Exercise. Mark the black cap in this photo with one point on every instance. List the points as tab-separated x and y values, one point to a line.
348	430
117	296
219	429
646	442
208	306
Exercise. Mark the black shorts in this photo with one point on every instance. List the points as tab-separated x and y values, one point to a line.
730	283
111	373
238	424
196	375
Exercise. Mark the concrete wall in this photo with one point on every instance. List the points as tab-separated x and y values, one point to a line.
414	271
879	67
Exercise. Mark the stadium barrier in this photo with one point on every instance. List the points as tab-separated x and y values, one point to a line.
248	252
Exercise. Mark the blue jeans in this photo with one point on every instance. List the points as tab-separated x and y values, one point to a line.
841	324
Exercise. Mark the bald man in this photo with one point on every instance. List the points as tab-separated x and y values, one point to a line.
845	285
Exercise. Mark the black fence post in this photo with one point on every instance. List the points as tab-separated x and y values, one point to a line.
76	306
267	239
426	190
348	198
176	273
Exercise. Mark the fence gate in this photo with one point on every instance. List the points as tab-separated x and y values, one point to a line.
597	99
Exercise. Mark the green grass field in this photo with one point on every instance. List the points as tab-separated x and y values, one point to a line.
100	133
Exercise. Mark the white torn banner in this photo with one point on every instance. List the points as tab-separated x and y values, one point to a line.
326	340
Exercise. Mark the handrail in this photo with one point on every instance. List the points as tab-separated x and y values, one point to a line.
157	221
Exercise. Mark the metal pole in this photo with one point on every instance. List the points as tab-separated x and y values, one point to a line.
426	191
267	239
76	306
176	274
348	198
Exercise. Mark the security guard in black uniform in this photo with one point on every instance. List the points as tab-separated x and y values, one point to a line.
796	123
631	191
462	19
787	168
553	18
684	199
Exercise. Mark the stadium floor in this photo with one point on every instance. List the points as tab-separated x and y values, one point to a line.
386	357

^^^^^^^^^^^^^^^^

- [THE EXERCISE]: Begin with the line containing "Exercise. Mark the white" and repeat each line exactly until the records above end.

- [FINISHED ANSWER]:
Exercise. Mark the white torn banner in this photo with one point on every instance. List the points as tab-separated x and y values, one point to a line.
326	340
Exercise. Mark the handrail in this photo with one point on every instance. List the points as tab-separated x and y values, one point to a line.
157	221
Exercise. Mark the metal pole in this photo with one point on every instance. List the points as tab-separated x and y values, one point to a line.
426	191
267	239
76	306
176	274
348	198
Exercise. Mark the security guard in black uniform in this photo with one point on every instance. List the points as tab-separated x and y values, one point to a line.
796	123
631	191
462	19
787	168
553	18
684	199
Exercise. Mark the stadium floor in this photo with one point on every instance. List the points as tab-separated x and y values, one point to a line.
386	357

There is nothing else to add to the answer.